### Text segment
How do I combat SPAM?

Re: the user role question: registrants may be auto-enrolling as authors or readers. I may be able to provide a sql query that gets these. Any idea whether people are mostly registering as authors, or readers, or both?

James

Both, I think.

+---------+----------+
| role_id | COUNT(1) |
+---------+----------+
|       1 |        1 |
|      16 |        2 |
|     256 |        3 |
|     512 |        3 |
|     768 |        1 |
|    4096 |       43 |
|   65536 |     6360 |
| 1048576 |     6818 |
+---------+----------+

Other good heuristic:

delete from users where last_name LIKE CONCAT(first_name, "%");

Hi @ambs,

Watch out for common names like Sven Svensson.

Regards,
Alec Smecher
Public Knowledge Project Team

Great instructions here, thanks! I just removed 6000 spam accounts.
######
### Data lines
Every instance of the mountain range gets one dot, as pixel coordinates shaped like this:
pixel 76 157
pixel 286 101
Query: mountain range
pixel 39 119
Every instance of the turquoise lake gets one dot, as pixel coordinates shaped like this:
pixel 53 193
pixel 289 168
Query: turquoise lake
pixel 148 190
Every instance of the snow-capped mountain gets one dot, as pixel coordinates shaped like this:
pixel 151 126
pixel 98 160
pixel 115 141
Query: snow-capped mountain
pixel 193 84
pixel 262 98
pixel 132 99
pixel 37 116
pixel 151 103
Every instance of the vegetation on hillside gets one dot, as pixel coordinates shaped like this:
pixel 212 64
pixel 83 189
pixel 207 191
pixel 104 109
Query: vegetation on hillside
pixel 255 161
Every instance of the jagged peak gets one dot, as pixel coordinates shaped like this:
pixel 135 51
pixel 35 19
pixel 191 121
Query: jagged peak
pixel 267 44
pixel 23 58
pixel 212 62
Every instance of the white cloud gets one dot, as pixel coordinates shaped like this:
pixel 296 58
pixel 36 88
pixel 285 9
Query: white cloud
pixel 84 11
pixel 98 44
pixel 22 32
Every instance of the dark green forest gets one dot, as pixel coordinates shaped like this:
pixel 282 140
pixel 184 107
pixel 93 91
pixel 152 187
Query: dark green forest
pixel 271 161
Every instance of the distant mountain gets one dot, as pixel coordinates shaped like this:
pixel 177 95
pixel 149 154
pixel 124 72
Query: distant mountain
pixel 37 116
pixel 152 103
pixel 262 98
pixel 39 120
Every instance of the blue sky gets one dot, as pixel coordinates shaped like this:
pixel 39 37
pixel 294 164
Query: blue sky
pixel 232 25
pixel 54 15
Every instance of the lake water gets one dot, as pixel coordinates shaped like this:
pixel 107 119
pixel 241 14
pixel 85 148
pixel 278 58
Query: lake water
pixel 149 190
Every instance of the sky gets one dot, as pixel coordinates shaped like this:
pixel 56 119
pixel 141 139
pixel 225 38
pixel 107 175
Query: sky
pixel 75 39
######
- Stated task 1: According to the final post in the spam thread, how many spam accounts were removed?
- Stated task 2: Reproduce the part of the spam thread starting with "Re: the user" and going on through "Both, I think.".
Draw only on the spam thread; the listing plays no part.

- Full answer 1: 6000

- Full answer 2:
Re: the user role question: registrants may be auto-enrolling as authors or readers. I may be able to provide a sql query that gets these. Any idea whether people are mostly registering as authors, or readers, or both?

James

Both, I think.